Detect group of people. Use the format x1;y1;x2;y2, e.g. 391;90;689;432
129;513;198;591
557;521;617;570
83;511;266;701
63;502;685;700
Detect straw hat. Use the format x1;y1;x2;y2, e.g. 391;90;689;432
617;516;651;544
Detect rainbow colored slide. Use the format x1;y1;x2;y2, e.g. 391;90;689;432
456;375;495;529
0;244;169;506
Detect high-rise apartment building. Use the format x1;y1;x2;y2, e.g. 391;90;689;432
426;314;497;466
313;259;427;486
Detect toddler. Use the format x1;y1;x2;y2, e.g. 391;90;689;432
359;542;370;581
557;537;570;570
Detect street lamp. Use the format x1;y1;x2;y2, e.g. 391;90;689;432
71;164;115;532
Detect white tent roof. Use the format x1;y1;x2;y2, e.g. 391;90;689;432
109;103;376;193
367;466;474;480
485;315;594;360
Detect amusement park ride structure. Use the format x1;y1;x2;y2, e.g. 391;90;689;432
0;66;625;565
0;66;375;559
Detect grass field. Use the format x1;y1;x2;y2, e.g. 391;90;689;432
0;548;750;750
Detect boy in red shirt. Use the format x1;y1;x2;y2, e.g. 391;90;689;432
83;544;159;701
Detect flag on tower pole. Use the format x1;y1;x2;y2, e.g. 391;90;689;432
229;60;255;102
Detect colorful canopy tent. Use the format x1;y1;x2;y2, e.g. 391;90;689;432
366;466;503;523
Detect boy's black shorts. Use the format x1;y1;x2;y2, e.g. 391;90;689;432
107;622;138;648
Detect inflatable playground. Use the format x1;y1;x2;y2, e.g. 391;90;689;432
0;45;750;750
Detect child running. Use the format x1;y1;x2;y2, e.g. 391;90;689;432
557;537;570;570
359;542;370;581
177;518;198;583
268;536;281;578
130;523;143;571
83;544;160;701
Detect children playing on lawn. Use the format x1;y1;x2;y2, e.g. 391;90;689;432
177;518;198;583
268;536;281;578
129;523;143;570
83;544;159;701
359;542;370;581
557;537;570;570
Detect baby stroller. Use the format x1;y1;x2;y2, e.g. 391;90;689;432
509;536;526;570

#####

* Required task *
Copy all of the data above verbatim.

* Solution to this problem *
Detect group of people. Use the format x1;y1;x2;y2, e.g. 391;90;689;432
129;513;198;591
557;521;617;570
83;511;266;701
63;502;685;700
Detect straw hat. Use the format x1;y1;x2;y2, e.g. 391;90;689;432
617;516;651;544
Detect rainbow colored slide. Use the format x1;y1;x2;y2, e.g. 391;90;689;432
456;375;495;529
0;244;169;506
Detect high-rise apartment building. Use the format x1;y1;x2;y2, e.g. 391;90;689;432
426;314;497;466
313;259;427;486
Detect toddler. Use the format x1;y1;x2;y2, e.g. 391;90;689;432
359;542;370;581
557;537;570;570
Detect street lamp. Use the format x1;y1;x2;y2, e.g. 391;90;689;432
71;164;115;532
Detect white tent roof. Use the format x1;y1;x2;y2, e.g. 391;90;689;432
109;103;376;193
367;466;474;480
485;315;594;360
Detect amusement park ride structure. Use the format x1;y1;x2;y2, e.g. 391;90;689;432
0;66;625;565
0;66;375;559
Detect grass field. Use the format x1;y1;x2;y2, e.g. 391;90;689;432
0;548;750;750
Detect boy in red shirt. Use the format x1;y1;x2;y2, e.g. 391;90;689;432
83;544;159;701
Detect flag on tower pole. Use the format x1;y1;x2;y2, e.g. 391;90;689;432
229;60;255;102
Detect colorful canopy tent. Use the format x1;y1;x2;y2, e.g. 391;90;689;432
366;466;503;523
Detect boy's black shorts. Use the format x1;y1;x2;y2, e.g. 391;90;689;432
107;622;138;648
Detect inflatable playground. Use the format x1;y1;x2;y2, e.g. 391;90;689;432
0;45;750;750
Detect child running. Use the format x1;y1;x2;y2, e.g. 391;90;689;432
557;537;570;570
359;542;370;581
177;518;198;583
268;536;281;578
130;523;143;571
83;544;160;701
Detect children playing on lawn. Use the format x1;y1;x2;y2, e.g. 391;90;689;432
177;518;198;583
268;536;281;578
129;523;143;570
83;544;159;701
359;542;370;581
557;537;570;570
Detect baby stroller. Use the format x1;y1;x2;y2, e.g. 391;90;689;432
509;536;526;570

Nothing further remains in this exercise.